**EXTRACT TO READ:**
-=-=-=-=-

Setting \(\frac{\partial SSR} {\partial b_1}\) to 0

\[\begin{eqnarray*} 0&=& -2 \sum (Y_i-a-b_1X_{1i}-b_2 X_{2i}) (X_{1i}) \nonumber \\ b_1&=& \frac{\sum x_{1i} y_i-b_2\sum x_{1i} x_{2i}}{\sum x_{1i}^2} \nonumber \\ \end{eqnarray*}\]

Setting \(\frac{\partial SSR} {\partial b_2}\) to 0 \[\begin{eqnarray*} 0&=& -2 \sum (Y_i-a-b_1X_{1i}-b_2 X_{2i}) (X_{2i}) \nonumber \\ b_2&=& \frac{\sum x_{2i} y_i-b_1\sum x_{1i} x_{2i}}{\sum x_{2i}^2} \nonumber \\ \end{eqnarray*}\]

Multiple variables

Then,

\[\begin{eqnarray*} b_1&=& \frac{\sum y_i x_{1i} \sum x_{2i}^2 - \sum x_{1i} x_{2i} \sum x_{2i} y_i }{\sum x_{1i}^2 \sum x_{2i}^2 -(\sum x_{1i} x_{2i})^2} \nonumber \\ b_2&=& \frac{\sum y_i x_{2i} \sum x_{1i}^2 - \sum x_{1i} x_{2i} \sum x_{1i} y_i }{\sum x_{1i}^2 \sum x_{2i}^2 -(\sum x_{1i} x_{2i})^2} \nonumber \\ \end{eqnarray*}\]

Multiple variables

\(\hat{Y} = a + b_1 X_1 + b_2 X_2\)

-=-=-=-=-

**SOURCE MATERIAL:**

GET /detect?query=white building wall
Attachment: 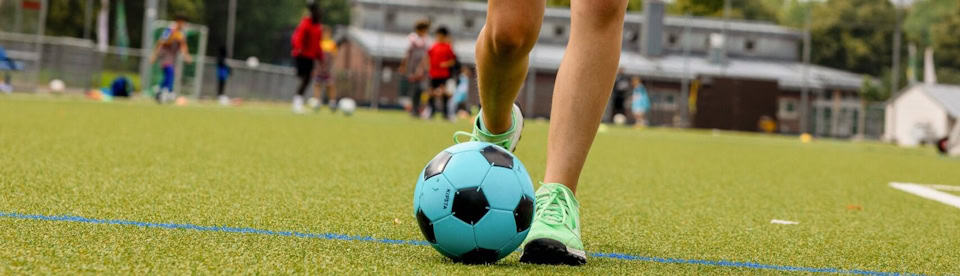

-=-=-=-=-

**INSTRUCTIONS:**
**A.** List every distinct sum that appears in the regression derivation's final formulas for b₁ and b₂.
**B.** In the regression derivation, what fitted equation is given for Ŷ?
**C.** Rewrite as a short list the regression derivation's paragraph that sets the partial derivative of SSR with respect to b₂ to 0.
The lines have nothing to do with the regression derivation.

**SOLVED TASKS:**
**A.** Σ x₁ᵢyᵢ, Σ x₂ᵢyᵢ, Σ x₁ᵢ², Σ x₂ᵢ², Σ x₁ᵢx₂ᵢ

**B.** Ŷ = a + b₁X₁ + b₂X₂

**C.**
- Set ∂SSR/∂b₂ equal to 0.
- This gives 0 = −2 Σ (Yᵢ − a − b₁X₁ᵢ − b₂X₂ᵢ)(X₂ᵢ).
- Solving for b₂ gives b₂ = (Σ x₂ᵢyᵢ − b₁ Σ x₁ᵢx₂ᵢ) / Σ x₂ᵢ².